• [Goal 1]:
Translate this sentence from the geometry proof below into Spanish: "The excenters of triangle ABC will be called I_a, I_b, I_c."

Okay, now we go on to the proof.

Let the external angle bisector of A meet the sideline BC at A".

The excenters of triangle ABC will be called I_a, I_b, I_c. The points A,
B, C are the feet of the altitudes of triangle I_aI_bI_c, and the point I
is the orthocenter of this triangle. On the other hand, we may consider
the triangle II_cI_b; the feet of the altitudes of this triangle are A,
B, C, again, and the orthocenter of this triangle is I_a. Now, the
sidelines BC, CA, AB of triangle ABC intersect the sidelines I_cI_b, I_bI,
II_c of triangle II_cI_b in the points A", B', C', respectively; hence,
after Lemma 1, the points A", B', C' lie on one line perpendicular to
the Euler line of triangle II_cI_b. However, the Euler line of this
triangle is the line OI_a (because O is the nine-point center and I_a is
the orthocenter of this triangle); hence, the points A", B', C' lie on
one line perpendicular to OI_a. This proves the second part of our
problem.

Now to the first part. Let X be the orthogonal projection of I on the
line BC, i. e. the point where the incircle of triangle ABC touches BC.
Then, IX = r.

Since A, B, C are the feet of the altitudes of triangle I_aI_bI_c, the
circumcircle of triangle ABC is the nine-point circle of triangle
I_aI_bI_c; hence, it also passes through the midpoints of the sides of
triangle I_aI_bI_c. For instance, it passes through the midpoint M of
the side I_bI_c. Hence, OM = R.

As the points B and C lie on the circle with diameter I_bI_c (remember
< I_bBI_c = 90° and < I_bCI_c = 90°), the perpendicular bisector of BC
passes through the center of this circle, i. e. through the midpoint
M of I_bI_c. On the other hand, this perpendicular bisector obviously
passes through the circumcenter O of triangle ABC. Consequently, MO
is perpendicular to BC. Together with IX perpendicular to BC (this is
trivial), we obtain MO || IX.

We have shown before that the line A"B'C' is perpendicular to OI_a. On
the other hand, if L_a is the orthogonal projection of I on the line
A"B'C', the line IL_a is perpendicular to the line A"B'C'. Hence, the
lines IL_a and OI_a are parallel.

Since MO || IX and OI_a || IL_a, we have

  < (IX; IL_a) = < (MO; OI_a) = - < (OI_a; MO),

i. e. < XIL_a = - < I_aOM.

Now apply Lemma 2 to the triangle I_aI_bI_c with I as orthocenter, A and
B as feet of the altitudes, and A" as intersection of BC with I_bI_c.
This yields that the line IA" is perpendicular to the median I_aM of
triangle I_aI_bI_c.

The points X and L_a lie on the circle with diameter IA"; thus,
< IXL_a = < IA"L_a. But < IA"L_a = < (IA"; B'C'). Now, on one hand,
IA" is perpendicular to I_aM; on the other hand, B'C' is perpendicular
to OI_a. Hence,

  < IA"L_a = < (IA"; B'C') = < (IA"; I_aM) + < (I_aM; OI_a) + < (OI_a; B'C')

Recorded data
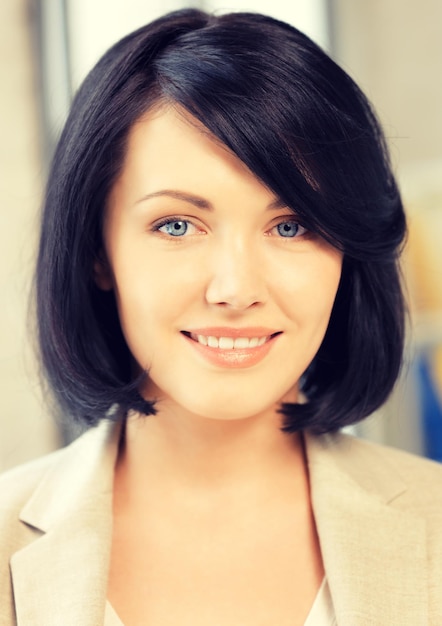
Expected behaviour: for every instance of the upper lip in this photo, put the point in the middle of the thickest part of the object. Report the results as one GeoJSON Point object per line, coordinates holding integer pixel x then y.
{"type": "Point", "coordinates": [224, 331]}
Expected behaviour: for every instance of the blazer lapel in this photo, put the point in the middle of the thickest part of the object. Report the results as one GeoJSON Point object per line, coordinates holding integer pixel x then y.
{"type": "Point", "coordinates": [374, 554]}
{"type": "Point", "coordinates": [60, 577]}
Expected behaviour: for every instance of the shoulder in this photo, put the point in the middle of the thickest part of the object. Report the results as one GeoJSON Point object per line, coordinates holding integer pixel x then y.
{"type": "Point", "coordinates": [403, 479]}
{"type": "Point", "coordinates": [18, 484]}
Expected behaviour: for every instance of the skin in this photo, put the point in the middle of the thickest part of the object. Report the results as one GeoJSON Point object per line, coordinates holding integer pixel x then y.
{"type": "Point", "coordinates": [245, 549]}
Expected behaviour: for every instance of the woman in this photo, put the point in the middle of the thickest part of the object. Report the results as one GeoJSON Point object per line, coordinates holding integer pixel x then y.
{"type": "Point", "coordinates": [217, 285]}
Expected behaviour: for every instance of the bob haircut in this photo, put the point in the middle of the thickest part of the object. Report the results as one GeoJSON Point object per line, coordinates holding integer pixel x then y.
{"type": "Point", "coordinates": [303, 127]}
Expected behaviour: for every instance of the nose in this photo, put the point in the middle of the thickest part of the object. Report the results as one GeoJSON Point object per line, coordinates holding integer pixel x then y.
{"type": "Point", "coordinates": [236, 276]}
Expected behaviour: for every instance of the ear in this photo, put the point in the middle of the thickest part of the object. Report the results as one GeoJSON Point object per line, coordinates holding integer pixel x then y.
{"type": "Point", "coordinates": [102, 273]}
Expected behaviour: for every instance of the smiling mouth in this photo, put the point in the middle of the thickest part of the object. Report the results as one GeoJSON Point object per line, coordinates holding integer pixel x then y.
{"type": "Point", "coordinates": [230, 343]}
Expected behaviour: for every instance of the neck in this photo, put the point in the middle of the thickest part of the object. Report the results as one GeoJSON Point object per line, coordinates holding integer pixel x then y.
{"type": "Point", "coordinates": [175, 449]}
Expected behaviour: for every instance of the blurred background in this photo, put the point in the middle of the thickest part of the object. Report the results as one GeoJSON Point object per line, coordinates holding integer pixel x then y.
{"type": "Point", "coordinates": [391, 48]}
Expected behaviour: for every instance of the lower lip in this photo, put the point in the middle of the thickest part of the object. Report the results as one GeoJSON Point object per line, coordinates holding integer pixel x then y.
{"type": "Point", "coordinates": [243, 357]}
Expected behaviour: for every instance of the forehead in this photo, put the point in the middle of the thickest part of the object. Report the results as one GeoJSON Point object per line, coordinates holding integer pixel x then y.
{"type": "Point", "coordinates": [167, 147]}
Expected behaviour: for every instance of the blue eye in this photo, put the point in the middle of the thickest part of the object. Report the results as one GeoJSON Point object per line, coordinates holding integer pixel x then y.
{"type": "Point", "coordinates": [288, 229]}
{"type": "Point", "coordinates": [176, 228]}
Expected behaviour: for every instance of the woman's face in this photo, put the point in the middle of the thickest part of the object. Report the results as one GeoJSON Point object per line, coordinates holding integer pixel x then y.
{"type": "Point", "coordinates": [222, 296]}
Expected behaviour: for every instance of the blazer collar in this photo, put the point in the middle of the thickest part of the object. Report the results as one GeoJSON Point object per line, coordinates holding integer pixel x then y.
{"type": "Point", "coordinates": [61, 577]}
{"type": "Point", "coordinates": [374, 553]}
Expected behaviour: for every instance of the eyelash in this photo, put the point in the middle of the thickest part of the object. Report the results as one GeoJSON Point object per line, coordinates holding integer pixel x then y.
{"type": "Point", "coordinates": [180, 220]}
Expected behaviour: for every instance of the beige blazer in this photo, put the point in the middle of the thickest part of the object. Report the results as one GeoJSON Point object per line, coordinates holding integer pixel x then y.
{"type": "Point", "coordinates": [378, 514]}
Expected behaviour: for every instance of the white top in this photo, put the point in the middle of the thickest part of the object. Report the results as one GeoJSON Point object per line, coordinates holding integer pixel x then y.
{"type": "Point", "coordinates": [321, 613]}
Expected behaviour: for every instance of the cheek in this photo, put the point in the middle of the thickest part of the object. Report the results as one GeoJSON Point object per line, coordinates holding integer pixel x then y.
{"type": "Point", "coordinates": [309, 287]}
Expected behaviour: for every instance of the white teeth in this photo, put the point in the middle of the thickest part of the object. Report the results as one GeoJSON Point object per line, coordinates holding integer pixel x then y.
{"type": "Point", "coordinates": [225, 343]}
{"type": "Point", "coordinates": [242, 342]}
{"type": "Point", "coordinates": [212, 342]}
{"type": "Point", "coordinates": [230, 343]}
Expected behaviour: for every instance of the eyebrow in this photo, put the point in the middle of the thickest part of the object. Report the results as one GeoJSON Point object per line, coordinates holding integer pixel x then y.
{"type": "Point", "coordinates": [199, 202]}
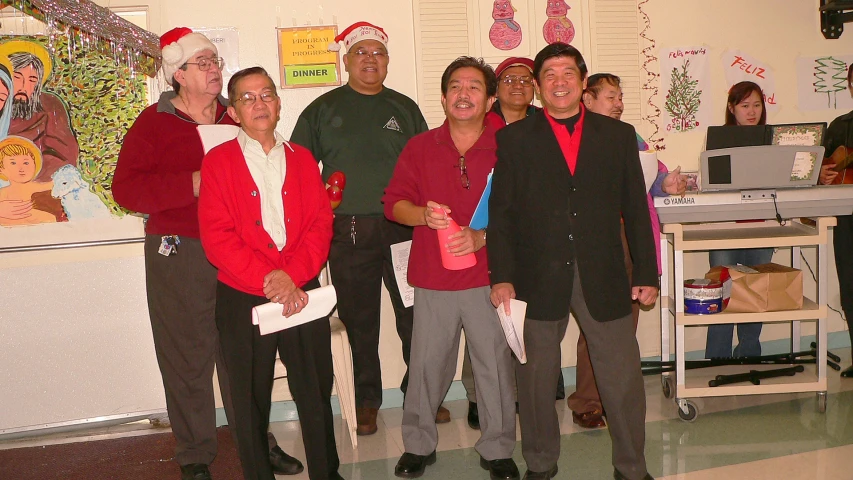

• [Goal 2]:
Gather every line of the listing above that contains the word "white".

• [Task result 1]:
Los excentros del triángulo ABC se llamarán I_a, I_b, I_c.

• [Task result 2]:
Expected behaviour: for every instance of the white top in this photo, put the point in the middle of the thickest part of the object. Report the results as one GeoJSON Point object per line, coordinates holding integer pixel x then y.
Expected behaviour: for every instance of the white teeth in this photo, put the point in the middle of the thickest part of the object. Report the results as one GeoJSON Point object per line, coordinates holding integer pixel x then y.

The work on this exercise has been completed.